*WHAT IS BEING ASKED:* Return each of the records below verbatim, altering no word, number, or punctuation mark.
>> Start DATA LISTING
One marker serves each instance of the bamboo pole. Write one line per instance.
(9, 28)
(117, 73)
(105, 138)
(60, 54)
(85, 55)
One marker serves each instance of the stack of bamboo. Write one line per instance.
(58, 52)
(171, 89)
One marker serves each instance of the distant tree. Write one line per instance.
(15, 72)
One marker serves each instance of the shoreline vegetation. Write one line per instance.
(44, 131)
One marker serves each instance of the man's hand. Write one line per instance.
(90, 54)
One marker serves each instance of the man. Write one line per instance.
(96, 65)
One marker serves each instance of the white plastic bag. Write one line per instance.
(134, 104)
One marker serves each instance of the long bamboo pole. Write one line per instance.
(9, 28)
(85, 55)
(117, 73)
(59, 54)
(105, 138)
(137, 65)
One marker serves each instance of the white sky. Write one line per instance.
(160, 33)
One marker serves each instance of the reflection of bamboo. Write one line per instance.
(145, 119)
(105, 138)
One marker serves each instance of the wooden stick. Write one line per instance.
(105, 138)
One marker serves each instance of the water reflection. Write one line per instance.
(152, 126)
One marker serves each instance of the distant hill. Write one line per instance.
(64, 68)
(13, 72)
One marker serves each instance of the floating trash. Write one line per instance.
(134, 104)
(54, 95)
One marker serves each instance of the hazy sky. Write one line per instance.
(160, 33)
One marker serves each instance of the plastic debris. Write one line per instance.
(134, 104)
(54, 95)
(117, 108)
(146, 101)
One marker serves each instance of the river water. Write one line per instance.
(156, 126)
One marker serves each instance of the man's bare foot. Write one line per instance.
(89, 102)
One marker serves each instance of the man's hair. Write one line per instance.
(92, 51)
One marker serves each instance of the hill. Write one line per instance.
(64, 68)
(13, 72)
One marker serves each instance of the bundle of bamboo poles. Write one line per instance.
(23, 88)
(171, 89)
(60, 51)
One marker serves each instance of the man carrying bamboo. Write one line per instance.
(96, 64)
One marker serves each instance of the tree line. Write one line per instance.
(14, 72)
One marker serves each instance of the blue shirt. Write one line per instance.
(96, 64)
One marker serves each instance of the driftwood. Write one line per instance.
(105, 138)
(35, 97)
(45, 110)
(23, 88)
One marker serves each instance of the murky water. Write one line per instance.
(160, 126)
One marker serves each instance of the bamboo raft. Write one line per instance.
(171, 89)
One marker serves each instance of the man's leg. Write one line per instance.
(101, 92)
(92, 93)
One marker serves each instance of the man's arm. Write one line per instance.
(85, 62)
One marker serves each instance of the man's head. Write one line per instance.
>> End DATA LISTING
*ANSWER TO THE EXERCISE:*
One marker serves each instance of the bamboo pole. Write one line per instance.
(9, 28)
(117, 73)
(105, 138)
(60, 54)
(85, 55)
One marker serves each instance of the stack of bamboo. Write one line per instance.
(58, 52)
(171, 89)
One marker serves each instance of the distant tree. Write one line per instance.
(15, 72)
One marker serves each instance of the shoreline vegetation. Write one line per instance.
(44, 131)
One marker serves each instance of the man's hand. Write one line per instance.
(90, 54)
One marker serves each instance of the man. Write one line per instance.
(96, 65)
One marker serves each instance of the white plastic bag. Write one line per instance.
(134, 104)
One marker serves each instance of the long bamboo pole. Write one line per instance.
(9, 28)
(85, 55)
(117, 73)
(59, 54)
(105, 138)
(137, 65)
One marker serves each instance of the white sky. Write one line per instance.
(160, 33)
One marker serves each instance of the reflection of bamboo. Write one line per instance.
(145, 119)
(105, 138)
One marker serves each instance of the wooden stick. Write one line per instance.
(105, 138)
One marker serves each instance of the water reflection. Write one line per instance.
(152, 126)
One marker serves each instance of the distant hill. Write one line per instance.
(64, 68)
(13, 72)
One marker serves each instance of the floating trash. Write one line per instance.
(134, 104)
(54, 95)
One marker serves each instance of the hazy sky. Write one line per instance.
(160, 33)
One marker serves each instance of the plastic debris. Write one line per instance.
(134, 104)
(54, 95)
(117, 108)
(146, 101)
One marker serves each instance of the river water. Write one line per instance.
(156, 126)
One marker serves each instance of the man's bare foot. Write one line per instance.
(89, 102)
One marker serves each instance of the man's hair. Write one line per instance.
(92, 51)
One marker serves each instance of the hill. Write one line per instance.
(64, 68)
(13, 72)
One marker serves each instance of the bundle of bamboo poles. Write one line per instance.
(23, 88)
(171, 89)
(60, 51)
One marker serves each instance of the man carrying bamboo. Write one line per instance.
(96, 64)
One marker serves each instance of the tree line. Write one line per instance.
(14, 72)
One marker serves each instance of the blue shirt. Write one line per instance.
(96, 64)
One marker serves each instance of the driftwood. Write one line per instance.
(105, 138)
(35, 97)
(45, 110)
(23, 88)
One marker serves each instance of the murky water. Write one line per instance.
(160, 126)
One marker serves each instance of the bamboo raft. Write one line per instance.
(171, 89)
One marker serves each instance of the man's leg. Write one line per instance.
(101, 92)
(92, 93)
One marker serves each instance of the man's arm. Write one line per instance.
(85, 62)
One marker serves each instance of the man's head. Write one line per instance.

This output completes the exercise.